> [Requisitos de la tarea]
Prosigue el relato sobre el viaje en el metro de Barcelona a partir de su última oración, «Una vez sentado en mi incómoda silla de plástico pude empezar a observar la escena».

> [Texto de origen]
________________
Si anteriormente decía que en las estaciones de Barcelona la gente va deprisa, en el metro esta situación se multiplica como mínimo por dos. Todos suben y bajan a los vagones a toda velocidad. No importa si recibes un empujón, simplemente se trata de subir o bajar antes de que en pocos segundos suene el pitido que marca la partida del metro. Sin embargo, y sin que sirva de precedente, la situación que encontré en aquel vagón me resultó, como ya he comentado al principio, extrañamente conmovedora.

Lo primero fue el hecho de que una mujer de unos cuarenta años me ofreció su asiento. Si, querido lector, en estos días es difícil que a una persona que camina con bastón alguien le ofrezca su lugar en un transporte público. Una vez sentado en mi incómoda silla de plástico pude empezar a observar la escena.
________________
> [Registros de datos]
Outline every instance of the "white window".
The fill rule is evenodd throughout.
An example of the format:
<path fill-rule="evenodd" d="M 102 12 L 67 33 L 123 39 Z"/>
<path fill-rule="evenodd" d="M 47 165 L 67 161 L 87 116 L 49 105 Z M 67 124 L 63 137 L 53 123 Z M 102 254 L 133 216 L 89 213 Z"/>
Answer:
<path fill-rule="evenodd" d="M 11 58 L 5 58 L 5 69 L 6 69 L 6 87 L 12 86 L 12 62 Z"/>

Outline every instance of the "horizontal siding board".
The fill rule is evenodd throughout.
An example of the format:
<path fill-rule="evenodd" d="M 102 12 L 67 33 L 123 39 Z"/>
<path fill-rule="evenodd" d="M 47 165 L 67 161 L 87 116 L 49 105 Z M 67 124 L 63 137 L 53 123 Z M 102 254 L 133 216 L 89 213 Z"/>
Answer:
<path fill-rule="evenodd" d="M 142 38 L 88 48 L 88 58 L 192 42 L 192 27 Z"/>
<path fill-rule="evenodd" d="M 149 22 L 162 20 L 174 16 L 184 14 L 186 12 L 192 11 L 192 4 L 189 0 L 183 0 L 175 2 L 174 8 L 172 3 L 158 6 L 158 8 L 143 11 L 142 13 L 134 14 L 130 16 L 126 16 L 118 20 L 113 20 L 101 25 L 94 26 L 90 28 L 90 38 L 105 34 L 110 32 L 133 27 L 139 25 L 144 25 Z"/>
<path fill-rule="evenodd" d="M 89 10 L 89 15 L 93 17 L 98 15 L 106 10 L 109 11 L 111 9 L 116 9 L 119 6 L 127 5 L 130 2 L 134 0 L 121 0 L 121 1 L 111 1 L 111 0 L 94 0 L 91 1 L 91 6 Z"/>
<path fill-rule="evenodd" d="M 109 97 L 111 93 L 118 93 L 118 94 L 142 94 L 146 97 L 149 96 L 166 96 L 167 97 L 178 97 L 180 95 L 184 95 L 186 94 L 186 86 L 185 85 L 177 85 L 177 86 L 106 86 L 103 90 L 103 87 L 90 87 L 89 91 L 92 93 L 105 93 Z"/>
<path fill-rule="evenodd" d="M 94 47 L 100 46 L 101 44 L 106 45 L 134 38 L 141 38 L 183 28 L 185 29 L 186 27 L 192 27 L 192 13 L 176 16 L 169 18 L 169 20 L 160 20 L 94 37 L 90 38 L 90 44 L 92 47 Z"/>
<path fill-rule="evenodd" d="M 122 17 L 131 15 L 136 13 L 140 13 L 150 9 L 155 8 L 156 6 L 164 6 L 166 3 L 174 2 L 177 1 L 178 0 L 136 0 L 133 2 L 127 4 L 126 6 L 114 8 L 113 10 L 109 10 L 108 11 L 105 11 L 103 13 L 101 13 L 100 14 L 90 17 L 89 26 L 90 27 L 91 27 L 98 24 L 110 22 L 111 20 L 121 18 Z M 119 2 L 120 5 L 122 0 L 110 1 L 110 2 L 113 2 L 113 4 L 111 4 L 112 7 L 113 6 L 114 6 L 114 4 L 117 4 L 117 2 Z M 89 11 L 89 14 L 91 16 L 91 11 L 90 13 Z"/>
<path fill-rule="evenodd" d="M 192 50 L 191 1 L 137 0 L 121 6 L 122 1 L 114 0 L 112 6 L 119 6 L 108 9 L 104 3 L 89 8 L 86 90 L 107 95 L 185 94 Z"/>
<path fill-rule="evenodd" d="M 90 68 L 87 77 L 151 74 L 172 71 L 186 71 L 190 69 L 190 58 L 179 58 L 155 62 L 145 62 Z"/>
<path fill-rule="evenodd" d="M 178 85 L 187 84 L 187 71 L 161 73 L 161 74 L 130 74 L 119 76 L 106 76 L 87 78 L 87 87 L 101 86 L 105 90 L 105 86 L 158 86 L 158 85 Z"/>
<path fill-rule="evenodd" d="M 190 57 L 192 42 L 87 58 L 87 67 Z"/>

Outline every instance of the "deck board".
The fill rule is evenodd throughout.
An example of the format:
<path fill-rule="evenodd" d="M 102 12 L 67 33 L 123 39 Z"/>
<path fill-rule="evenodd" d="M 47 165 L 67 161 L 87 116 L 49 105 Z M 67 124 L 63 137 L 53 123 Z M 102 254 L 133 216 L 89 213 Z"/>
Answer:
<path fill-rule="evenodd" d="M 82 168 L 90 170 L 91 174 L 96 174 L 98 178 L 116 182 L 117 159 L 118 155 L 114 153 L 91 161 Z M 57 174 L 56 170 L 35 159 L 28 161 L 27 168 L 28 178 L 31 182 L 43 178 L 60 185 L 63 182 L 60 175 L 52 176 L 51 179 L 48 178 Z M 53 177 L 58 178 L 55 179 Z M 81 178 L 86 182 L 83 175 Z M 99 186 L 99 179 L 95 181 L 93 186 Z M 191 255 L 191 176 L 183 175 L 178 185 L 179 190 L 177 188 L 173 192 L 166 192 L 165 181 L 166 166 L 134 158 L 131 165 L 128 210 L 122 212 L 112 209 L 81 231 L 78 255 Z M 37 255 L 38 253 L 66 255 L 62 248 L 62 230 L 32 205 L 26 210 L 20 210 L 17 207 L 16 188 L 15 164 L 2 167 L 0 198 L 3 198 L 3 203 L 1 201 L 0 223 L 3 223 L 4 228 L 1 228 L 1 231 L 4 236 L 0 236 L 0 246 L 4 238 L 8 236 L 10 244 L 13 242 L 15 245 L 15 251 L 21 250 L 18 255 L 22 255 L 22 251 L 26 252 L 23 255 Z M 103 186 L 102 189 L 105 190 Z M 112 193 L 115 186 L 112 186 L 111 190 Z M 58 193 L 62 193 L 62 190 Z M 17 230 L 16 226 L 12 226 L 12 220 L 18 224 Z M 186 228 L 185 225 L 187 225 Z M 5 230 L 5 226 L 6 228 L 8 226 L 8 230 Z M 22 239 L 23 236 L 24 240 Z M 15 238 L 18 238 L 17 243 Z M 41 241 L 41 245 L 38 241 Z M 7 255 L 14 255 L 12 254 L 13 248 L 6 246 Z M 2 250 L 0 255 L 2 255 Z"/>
________________
> [Área de respuesta]
Por un momento me sentí como si me encontrara ante un cuadro colgado en un museo pero del que yo mismo era protagonista. Por una parte, a mi lado, había dos ancianas, una de las cuales le recriminaba a la otra que no se hubiera tomado las pastillas del azucar. Enfrente de mí, dos jóvenes con cabello cortado por el mismo modelo, con el mismo cabello rubio, las mismas pecas, la misma camisa blanca, la misma corbata y la misma bíblia, comentaban algo en voz baja mientras uno me miró un momento de reojo. Si siquiera llegaron a pensar en la posibilidad de poder convertirme, creo que iban muy errados. Junto a ellos una mulata intentaba calmar a un bebé que tenía entre brazos. Hasta aquí nada que se salga de lo normal en un metro en una hora que afortunadamente no era punta.

Sin embargo, al llegar a una estación indeterminada subió un individuo de edad media ya tirando a madura que iba vestido con un mono de trabajo manchado de grasa y lleno de zurcidos por todos lados. El individuo, con una parsimonia pasmosa en un transporte como el metro, se situó justo delante de mí. Pasó un brazo alrededor de la baranda vertical de sujeción para los pasajeros que van a pie y para mi asombro se sacó del bolsillo trasero del mono un libro. El libro estaba perfectamente forrado con papel de periódico donde claramente se podían leer los titulares de unos días atrás. Así protegía aquel hombre el tomo que tenía entre manos del destaste y de sus sucias manos grasientas. Lo más sorprendente es que como si no hubiera nadie a su alrededor, como si los envites de la gente al subir y bajar en las siguientes estaciones no lo afectaran, simplemente se puso a leer.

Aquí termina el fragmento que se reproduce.